Ausgangstext:
################

Das klingt alles so einfach. Sind Sie ein Pragmatiker? 

UM: Ich versuche pragmatisch zu sein, aber das ist nicht einfach. Für sich selbst bauen ist ein irrsinniger Stress, es geht um Geld und um Zeit. Deshalb habe ich tagelang über Plänen und Zeichnungen gesessen. Wir haben viele Bereiche von den Handwerkern überarbeiten lassen, bei denen meine Frau gefragt hat: Muss das wirklich sein? Ich schätze Pragmatismus sehr, aber nur im Zusammenhang mit klaren Konditionen. Wie in der Galerie ordnet sich alles einer Idee unter.

War der Neubau auch eine Möglichkeit, eine Auseinandersetzung mit den Positionen zu führen, die Sie in der Galerie ausstellen? 

UM: Über die Arbeit mit renommierten Architekten erweitert sich der Horizont natürlich unheimlich. Meine Aufgabe bestand darin, mich von all diesen Einflüssen zu lösen. Wobei klar ist, dass jemand, der seit etlichen Jahren baut, die Dinge viel weiter entwickelt, als ich es tun kann. Was heißt wohnen für Sie? UM | Mich total entspannen. Bei Bedarf jedoch auch arbeiten. Das ist für mich ganz wichtig. Beides gehört zusammen.

Interessant, dass Sie von entspannen sprechen, weniger von einer Raumkonstellation, einer gewissen Größe oder Lage.

################

Arbeitsanweisungen:
(1) Wie lässt sich der Interviewauszug in zwei Sätzen zusammenfassen?
(2) Gib die Passage aus dem Interviewauszug von „Das klingt alles“ bis „einer Idee unter.“ wortgetreu wieder.
(3) Was heißt Wohnen für UM laut dem Interviewauszug?

Datenteil:
################

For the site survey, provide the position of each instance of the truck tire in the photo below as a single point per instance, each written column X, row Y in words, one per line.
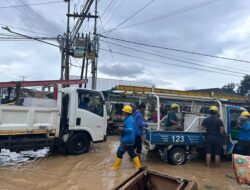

################

Lösungen:
(1) UM beschreibt das Bauen für sich selbst als irrsinnigen Stress, bei dem es um Geld und Zeit geht, und schätzt Pragmatismus nur im Zusammenhang mit klaren Konditionen, wobei sich wie in der Galerie alles einer Idee unterordnet. Die Arbeit mit renommierten Architekten erweitert nach UM den Horizont, doch die eigene Aufgabe bestand darin, sich von diesen Einflüssen zu lösen, und Wohnen heißt für UM, sich total zu entspannen und bei Bedarf auch zu arbeiten.

(2)
Das klingt alles so einfach. Sind Sie ein Pragmatiker? 

UM: Ich versuche pragmatisch zu sein, aber das ist nicht einfach. Für sich selbst bauen ist ein irrsinniger Stress, es geht um Geld und um Zeit. Deshalb habe ich tagelang über Plänen und Zeichnungen gesessen. Wir haben viele Bereiche von den Handwerkern überarbeiten lassen, bei denen meine Frau gefragt hat: Muss das wirklich sein? Ich schätze Pragmatismus sehr, aber nur im Zusammenhang mit klaren Konditionen. Wie in der Galerie ordnet sich alles einer Idee unter.

(3) Sich total entspannen und bei Bedarf auch arbeiten.